» **TEXTO FORNECIDO**
━━━━━━━━━━

A 18 de Maio, os eleitores portugueses enviaram um segundo recado claro às forças políticas. O veredicto das urnas foi severo para o Partido Socialista (PS), que sofreu uma das piores derrotas da sua história recente, e consagrou a coligação de centro-direita Aliança Democrática (AD) como vencedora, pela segunda vez embora minoritária . Num cenário político fragmentado — com o partido CHEGA a conseguir um resultado histórico ultrapassando em deputados ao PS — esperava-se que os principais partidos fizessem uma pausa para reflectir. De facto, nas horas seguintes ao desaire, vários dirigentes socialistas falaram da necessidade de «reflexão profunda, lúcida e fria». Porém, na prática, essa reflexão ficou pelo caminho. O PS optou pela pressa, saltando «directo para os braços do primeiro candidato» disponível para a liderança, sem debate interno significativo. Assim, menos de uma semana após a derrota, o PS já tinha um novo líder oficioso e braços abertos à colaboração com a AD — um movimento que, na perspectiva de muitos, ignora a vontade popular expressa nas urnas.
Essa rapidez em alinhar com a força vencedora levanta
suspeitas justificadas. Afinal, não terá o eleitorado votado por uma mudança
de rumo? Em vez de autocrítica, o PS apressou-se a garantir status quo
e manutenção de poder nos bastidores, indicando disponibilidade imediata
para viabilizar o Governo alheio. Ao fugir à introspecção pós-eleitoral
e concentrar-se em arranjos rápidos, o partido acaba por desrespeitar os
eleitores — tanto os que o castigaram como os que nele confiaram esperando
oposição firme às políticas de direita.

━━━━━━━━━━

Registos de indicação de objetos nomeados
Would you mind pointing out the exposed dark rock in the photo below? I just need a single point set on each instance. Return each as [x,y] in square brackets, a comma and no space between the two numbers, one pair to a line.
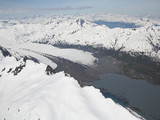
[9,70]
[18,69]
[4,52]
[50,70]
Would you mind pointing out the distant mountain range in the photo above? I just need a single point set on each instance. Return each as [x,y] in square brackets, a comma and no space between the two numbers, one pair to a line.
[82,30]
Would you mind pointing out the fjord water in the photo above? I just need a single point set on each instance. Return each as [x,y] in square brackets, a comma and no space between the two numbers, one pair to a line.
[140,95]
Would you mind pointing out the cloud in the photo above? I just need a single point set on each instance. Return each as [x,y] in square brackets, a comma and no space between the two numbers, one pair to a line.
[23,10]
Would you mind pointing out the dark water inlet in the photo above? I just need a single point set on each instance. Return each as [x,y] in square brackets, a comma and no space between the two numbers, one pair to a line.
[142,96]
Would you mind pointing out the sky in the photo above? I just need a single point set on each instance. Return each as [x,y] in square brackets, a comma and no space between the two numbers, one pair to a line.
[44,7]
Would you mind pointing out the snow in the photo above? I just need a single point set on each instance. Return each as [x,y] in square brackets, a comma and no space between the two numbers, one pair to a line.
[70,30]
[39,50]
[32,95]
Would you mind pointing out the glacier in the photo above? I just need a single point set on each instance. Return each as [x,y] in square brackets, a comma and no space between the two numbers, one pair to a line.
[80,30]
[31,94]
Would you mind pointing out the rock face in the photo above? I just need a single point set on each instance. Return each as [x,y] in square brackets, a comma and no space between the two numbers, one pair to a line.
[33,95]
[143,40]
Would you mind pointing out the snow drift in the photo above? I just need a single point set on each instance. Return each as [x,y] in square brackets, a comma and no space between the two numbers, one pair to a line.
[33,95]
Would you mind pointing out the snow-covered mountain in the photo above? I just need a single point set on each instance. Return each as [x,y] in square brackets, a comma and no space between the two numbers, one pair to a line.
[30,90]
[28,93]
[143,40]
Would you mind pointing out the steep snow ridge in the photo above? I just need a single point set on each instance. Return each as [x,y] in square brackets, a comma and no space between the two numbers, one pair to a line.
[35,96]
[70,30]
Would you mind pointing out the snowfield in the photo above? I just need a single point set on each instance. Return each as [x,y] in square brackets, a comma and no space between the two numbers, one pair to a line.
[144,40]
[33,95]
[39,51]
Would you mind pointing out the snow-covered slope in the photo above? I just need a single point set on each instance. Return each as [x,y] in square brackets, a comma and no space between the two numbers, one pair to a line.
[72,30]
[31,94]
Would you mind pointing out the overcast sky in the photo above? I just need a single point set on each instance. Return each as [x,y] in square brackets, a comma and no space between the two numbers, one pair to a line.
[36,7]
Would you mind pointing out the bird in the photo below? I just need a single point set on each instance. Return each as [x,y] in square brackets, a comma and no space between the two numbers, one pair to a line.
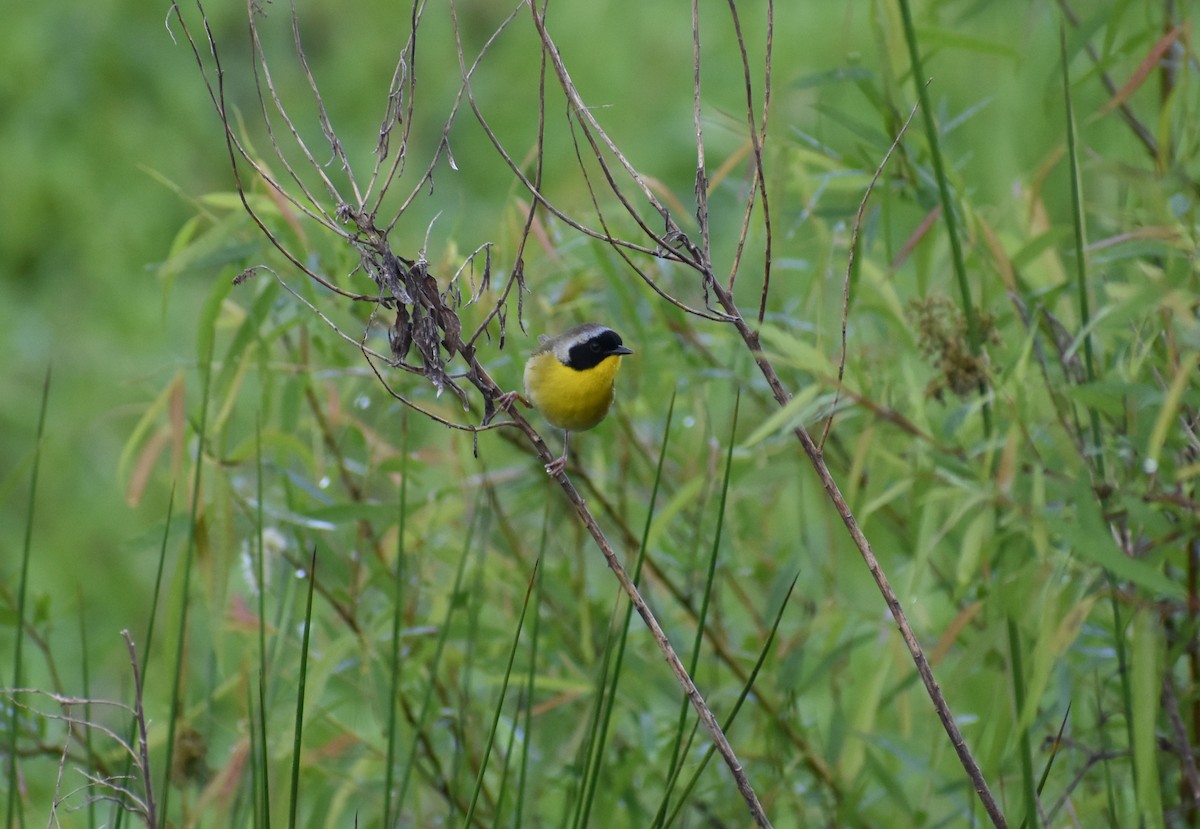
[569,379]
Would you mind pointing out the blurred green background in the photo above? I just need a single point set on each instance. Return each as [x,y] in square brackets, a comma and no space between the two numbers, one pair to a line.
[112,161]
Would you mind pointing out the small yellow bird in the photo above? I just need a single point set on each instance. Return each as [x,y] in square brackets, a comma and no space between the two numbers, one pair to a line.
[570,379]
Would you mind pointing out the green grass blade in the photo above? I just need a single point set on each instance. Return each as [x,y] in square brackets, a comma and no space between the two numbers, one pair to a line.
[443,635]
[262,817]
[535,629]
[1077,217]
[949,212]
[683,745]
[17,656]
[737,706]
[298,737]
[397,614]
[84,666]
[189,556]
[611,696]
[1017,676]
[499,702]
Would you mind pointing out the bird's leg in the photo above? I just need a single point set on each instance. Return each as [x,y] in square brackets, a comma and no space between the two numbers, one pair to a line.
[556,467]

━━━━━━━━━━

» **INSTRUÇÕES DAS TAREFAS**
A – Troque "bastidores" por "corredores" no trecho do texto sobre as eleições de 18 de Maio que começa em "Essa rapidez em" e acaba em "políticas de direita.", e escreva de novo esse trecho com a troca feita.
B – Prossiga o texto sobre a derrota eleitoral do PS a partir da última frase apresentada.

» **AS RESPOSTAS**
A –
Essa rapidez em alinhar com a força vencedora levanta
suspeitas justificadas. Afinal, não terá o eleitorado votado por uma mudança
de rumo? Em vez de autocrítica, o PS apressou-se a garantir status quo
e manutenção de poder nos corredores, indicando disponibilidade imediata
para viabilizar o Governo alheio. Ao fugir à introspecção pós-eleitoral
e concentrar-se em arranjos rápidos, o partido acaba por desrespeitar os
eleitores — tanto os que o castigaram como os que nele confiaram esperando
oposição firme às políticas de direita.

B –
O «centrão» ressuscitado e a pluralidade ignorada
Por detrás desta aproximação expedita entre PS e AD está a velha tentação do centrão: um entendimento confortável entre os grandes partidos, à revelia da diversidade de escolhas feitas pelos eleitores. Francisco Assis, por exemplo, defendeu que «PS e AD têm de dialogar para garantir estabilidade. Fernando Medina insistiu que os socialistas devem viabilizar a entrada em funções do novo Executivo, impondo apenas condições mínimas. Instalou-se, pois, no Largo do Rato, a doutrina de privilegiar acordos de bastidores, apresentando-os como «sentido de responsabilidade».
O problema é que estes consensos artificiais no topo
representam um pacto dos derrotados e vencedores para manterem o jogo entre si,
ignorando a pluralidade do voto popular. Forçar agora um entendimento
PS-AD — que não foi sufragado explicitamente — arrisca trair o espírito de
protesto e mudança. A vontade popular torna-se secundária quando as
cúpulas decretam que «o povo não sabe o que quer» e que o melhor é os do
costume entenderem-se uns com os outros.
Importa lembrar que a democracia portuguesa vive hoje de uma
crescente diversidade de opiniões. Ignorar essa diversidade pode ser
perigoso. Ao reagrupar-se num centrão formal, PS e AD enviam o sinal
de que pouco mudou. Não surpreende que André Ventura denuncie esse bloco
central e colha dividendos do descontentamento anti-sistema É exactamente este o risco: ao
atropelar o voto popular e isolar vozes emergentes, PS e AD podem estar a
alimentar o monstro que dizem querer conter. Miguel Prata Roque já classificou
estes arranjos como «consensos balofos» — verdadeiras mordaças ao
debate interno e externo.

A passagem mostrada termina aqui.